**WHAT YOU HAVE TO DO:**
Copy word for word the part of the story about the dog Faith that begins at the words "One day, the" and stops after "wild with excitement.".

**EXTRACT PROVIDED:**
══════════════════════════════
But Faith did live through the night. Following veterinary advice, Stringfellow propped little Faith up with pillows to get her off her chest. With constant encouragement, Faith started to develop strength in her back limbs and started moving.
“We put peanut butter on the end of a spoon and held it above nose level,” she said. “She’d try to lick it and fall over, like any other toddler. Eventually her back legs became strong enough to sit up like a squirrel then her belly muscles became stronger so she could sit straight up. That took about three weeks.”
One day, the family took Faith out outside, where there was deep snow. To their utter amazement, she started hopping. The family went wild with excitement.
“She kept doing it over again,” said Stringfellow. “Then we watched her hop in the house. She’d hop over shoes and pillows. She’d hop from the floor to the couch.”
As surprised as she was, Stringfellow said she saw from the first moment the determination, intelligence, and ambition in Faith’s eyes.
“I’d watch her play with the other dogs and she didn’t care that she didn’t have legs. They didn’t care either.”
But hopping wasn’t to be Faith’s preferred mode of mobility. Reuben’s birthday was coming up and Stringfellow didn’t have money for a present. Faith provided one—she started to walk.
“She walked upright like a human,” she said. Stringfellow called a local TV station and by that evening, the story of Faith’s walking was being disseminated by the Associated Press.
Stringfellow said Faith has a profound affect on everyone she meets. Three years after the dog came to live with her, Stringfellow started doing motivational talks throughout the country, with Faith as proof that anything was possible.
It was at Fort Lewis, an army base near Seattle, while visiting soldiers stationed there, that Faith became an honourary sergeant for the day. But as she continued to do her military work, everyone continued to refer to her as Sergeant Faith. A general told Stringfellow that was just fine, because once you’re in the army, you’ll always be in the army.
Of course, it isn’t just soldiers who benefit from Faith’s message of hope and determination. A 13-year-old girl in Panama City who was in a wheelchair played hooky from school to meet Faith about two years ago.
══════════════════════════════
**DATA PROVIDED:**
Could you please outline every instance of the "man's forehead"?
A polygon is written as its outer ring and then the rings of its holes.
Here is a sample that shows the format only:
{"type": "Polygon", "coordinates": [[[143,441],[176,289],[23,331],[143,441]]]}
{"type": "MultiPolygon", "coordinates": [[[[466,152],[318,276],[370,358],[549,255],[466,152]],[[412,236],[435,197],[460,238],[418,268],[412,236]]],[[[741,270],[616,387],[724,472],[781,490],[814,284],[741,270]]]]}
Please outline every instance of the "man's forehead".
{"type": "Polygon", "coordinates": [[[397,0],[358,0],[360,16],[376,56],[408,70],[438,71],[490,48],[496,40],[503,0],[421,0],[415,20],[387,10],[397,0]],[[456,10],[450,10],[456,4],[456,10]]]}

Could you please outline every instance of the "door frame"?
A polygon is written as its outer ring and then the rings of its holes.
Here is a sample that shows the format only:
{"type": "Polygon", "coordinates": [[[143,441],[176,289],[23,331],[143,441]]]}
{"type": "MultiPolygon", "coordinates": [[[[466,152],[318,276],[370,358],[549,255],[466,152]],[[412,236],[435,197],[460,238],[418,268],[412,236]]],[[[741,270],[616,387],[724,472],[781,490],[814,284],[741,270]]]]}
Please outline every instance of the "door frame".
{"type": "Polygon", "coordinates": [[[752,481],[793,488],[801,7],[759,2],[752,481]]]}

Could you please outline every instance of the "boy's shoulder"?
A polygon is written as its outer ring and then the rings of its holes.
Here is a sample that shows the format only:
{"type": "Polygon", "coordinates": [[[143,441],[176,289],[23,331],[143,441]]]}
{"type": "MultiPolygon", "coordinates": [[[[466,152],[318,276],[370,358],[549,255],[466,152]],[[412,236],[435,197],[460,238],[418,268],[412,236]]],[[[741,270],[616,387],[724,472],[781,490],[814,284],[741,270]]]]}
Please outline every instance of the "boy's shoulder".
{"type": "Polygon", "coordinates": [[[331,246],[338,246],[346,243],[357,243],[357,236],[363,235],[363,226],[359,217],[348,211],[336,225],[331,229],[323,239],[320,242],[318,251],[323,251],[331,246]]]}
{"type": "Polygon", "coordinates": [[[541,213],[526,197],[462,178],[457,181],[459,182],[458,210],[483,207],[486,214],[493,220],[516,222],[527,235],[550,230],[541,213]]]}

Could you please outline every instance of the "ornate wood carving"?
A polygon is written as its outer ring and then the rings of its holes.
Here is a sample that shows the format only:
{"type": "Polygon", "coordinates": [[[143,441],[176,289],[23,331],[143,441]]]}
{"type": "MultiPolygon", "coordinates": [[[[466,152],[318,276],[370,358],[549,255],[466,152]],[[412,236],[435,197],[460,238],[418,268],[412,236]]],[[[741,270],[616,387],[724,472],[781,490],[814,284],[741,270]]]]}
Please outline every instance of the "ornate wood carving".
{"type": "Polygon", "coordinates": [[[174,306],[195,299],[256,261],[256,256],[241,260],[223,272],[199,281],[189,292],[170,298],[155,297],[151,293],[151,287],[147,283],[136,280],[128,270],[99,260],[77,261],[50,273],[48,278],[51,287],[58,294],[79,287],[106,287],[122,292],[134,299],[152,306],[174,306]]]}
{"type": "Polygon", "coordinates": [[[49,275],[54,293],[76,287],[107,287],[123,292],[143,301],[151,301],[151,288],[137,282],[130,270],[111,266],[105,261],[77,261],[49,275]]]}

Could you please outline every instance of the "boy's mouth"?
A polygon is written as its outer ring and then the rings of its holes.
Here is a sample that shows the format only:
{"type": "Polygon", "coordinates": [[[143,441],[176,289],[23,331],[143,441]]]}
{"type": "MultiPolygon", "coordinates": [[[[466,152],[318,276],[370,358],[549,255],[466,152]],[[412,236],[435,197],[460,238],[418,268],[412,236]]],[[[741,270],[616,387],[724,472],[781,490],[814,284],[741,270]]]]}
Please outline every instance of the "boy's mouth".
══════════════════════════════
**ANSWER FOR THE TASK:**
One day, the family took Faith out outside, where there was deep snow. To their utter amazement, she started hopping. The family went wild with excitement.